OBJECTIVE >>
Put the lines from the one containing "Please examine it carefully. Your task is to find wooden ladder" through the one containing "[0,264,67,361]" into a JSON list of strings, one string per line and no strings for blank lines. Include both of those end lines and no other lines from the entries.

Bounding box annotation entries:
— Start —
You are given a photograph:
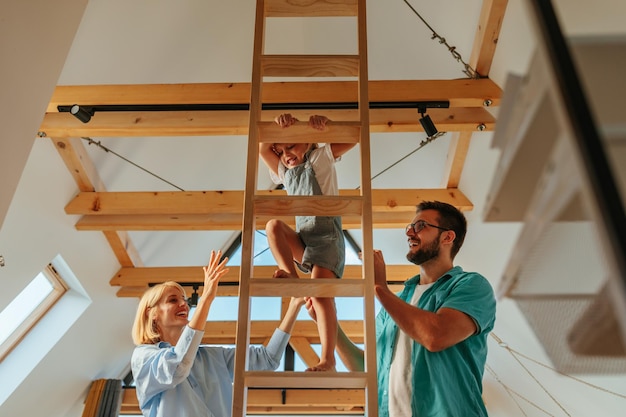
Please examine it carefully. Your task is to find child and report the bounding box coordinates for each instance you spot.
[259,114,355,371]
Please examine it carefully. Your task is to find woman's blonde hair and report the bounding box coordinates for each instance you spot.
[132,281,185,345]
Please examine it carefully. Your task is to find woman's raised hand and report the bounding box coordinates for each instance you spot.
[309,114,330,130]
[274,113,298,127]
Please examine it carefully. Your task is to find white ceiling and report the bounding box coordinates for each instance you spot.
[0,0,626,417]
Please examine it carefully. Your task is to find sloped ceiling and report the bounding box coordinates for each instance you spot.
[0,0,626,417]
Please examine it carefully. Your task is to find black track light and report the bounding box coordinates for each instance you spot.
[417,108,439,138]
[70,104,93,123]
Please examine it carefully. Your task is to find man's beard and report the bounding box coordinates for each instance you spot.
[406,233,441,265]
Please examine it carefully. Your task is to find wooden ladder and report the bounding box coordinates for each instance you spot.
[232,0,378,417]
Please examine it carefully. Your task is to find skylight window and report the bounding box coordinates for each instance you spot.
[0,264,67,361]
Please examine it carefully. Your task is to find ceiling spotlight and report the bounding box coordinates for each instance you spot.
[417,107,439,138]
[70,104,93,123]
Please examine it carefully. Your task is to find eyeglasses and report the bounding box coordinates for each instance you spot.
[404,220,451,233]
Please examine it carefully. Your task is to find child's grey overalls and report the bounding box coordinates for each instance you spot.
[284,151,346,278]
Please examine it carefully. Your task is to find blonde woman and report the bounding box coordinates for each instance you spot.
[131,251,304,417]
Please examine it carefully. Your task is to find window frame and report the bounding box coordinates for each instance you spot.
[0,263,69,362]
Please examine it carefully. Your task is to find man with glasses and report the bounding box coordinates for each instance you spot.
[307,201,496,417]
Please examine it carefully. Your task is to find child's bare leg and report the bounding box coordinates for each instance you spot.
[307,265,337,371]
[265,219,304,278]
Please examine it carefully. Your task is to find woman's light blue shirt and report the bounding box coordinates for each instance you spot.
[131,326,289,417]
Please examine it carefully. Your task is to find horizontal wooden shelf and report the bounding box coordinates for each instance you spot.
[109,264,419,297]
[258,120,361,143]
[265,0,358,17]
[261,55,359,77]
[121,388,365,415]
[202,320,364,345]
[46,79,502,111]
[39,107,495,139]
[250,278,364,297]
[254,195,363,217]
[65,188,473,231]
[245,371,367,388]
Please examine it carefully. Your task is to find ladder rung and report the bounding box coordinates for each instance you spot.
[258,121,361,143]
[254,195,363,216]
[261,55,359,77]
[246,371,367,388]
[265,0,358,17]
[250,278,364,297]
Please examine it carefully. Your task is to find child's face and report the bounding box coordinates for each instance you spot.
[274,143,311,168]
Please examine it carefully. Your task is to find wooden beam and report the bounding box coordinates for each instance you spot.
[469,0,508,77]
[202,320,364,344]
[65,188,473,214]
[53,137,143,266]
[109,264,419,291]
[121,388,365,415]
[40,107,495,138]
[442,132,472,188]
[46,79,502,112]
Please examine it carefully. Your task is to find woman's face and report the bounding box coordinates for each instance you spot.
[274,143,311,168]
[154,287,189,333]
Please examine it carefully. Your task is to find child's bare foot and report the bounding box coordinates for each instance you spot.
[306,361,337,372]
[273,269,298,278]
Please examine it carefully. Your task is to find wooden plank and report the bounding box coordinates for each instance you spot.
[53,138,143,266]
[259,120,361,143]
[250,278,364,297]
[46,78,502,112]
[469,0,508,77]
[40,107,495,139]
[254,195,363,217]
[121,388,364,415]
[245,371,365,388]
[261,55,359,77]
[442,132,472,188]
[109,264,419,292]
[265,0,357,17]
[65,188,473,214]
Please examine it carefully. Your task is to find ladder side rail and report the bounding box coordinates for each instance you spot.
[232,0,265,417]
[357,0,378,417]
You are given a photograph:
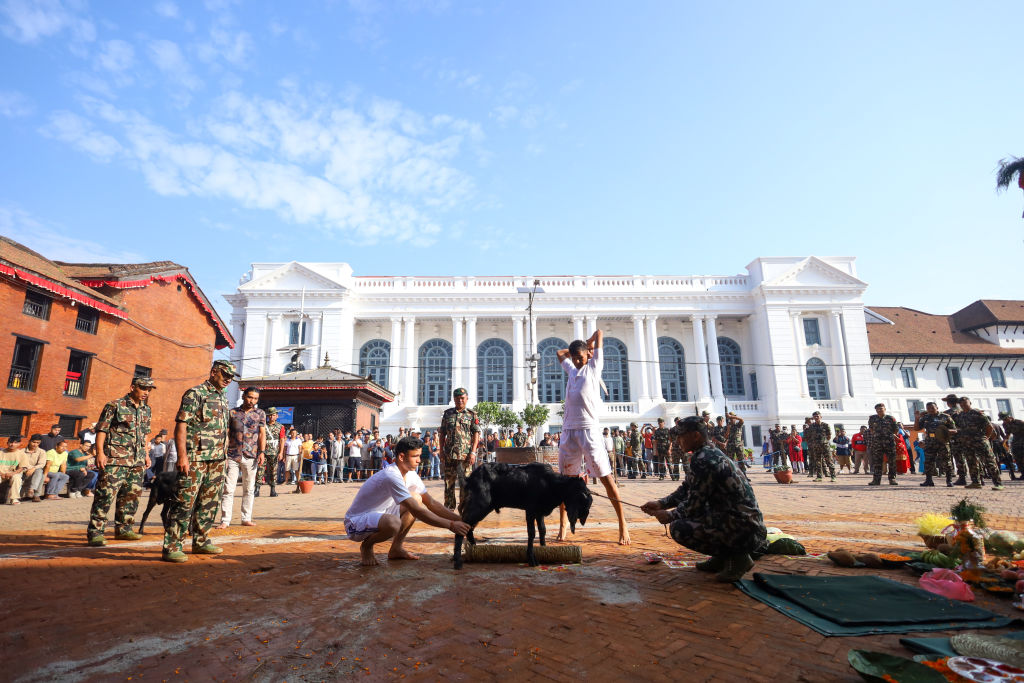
— End —
FINISHED EXERCISE >>
[
  "Please examine it carefully. Your task is to find wooden ladder and report the bounding box coordinates for each instance you spot.",
  "[232,0,378,417]",
  "Please examine it carefully. Your task is to find skylight window and report the bounding box coordinates for each instance you spot.",
  "[0,264,67,361]"
]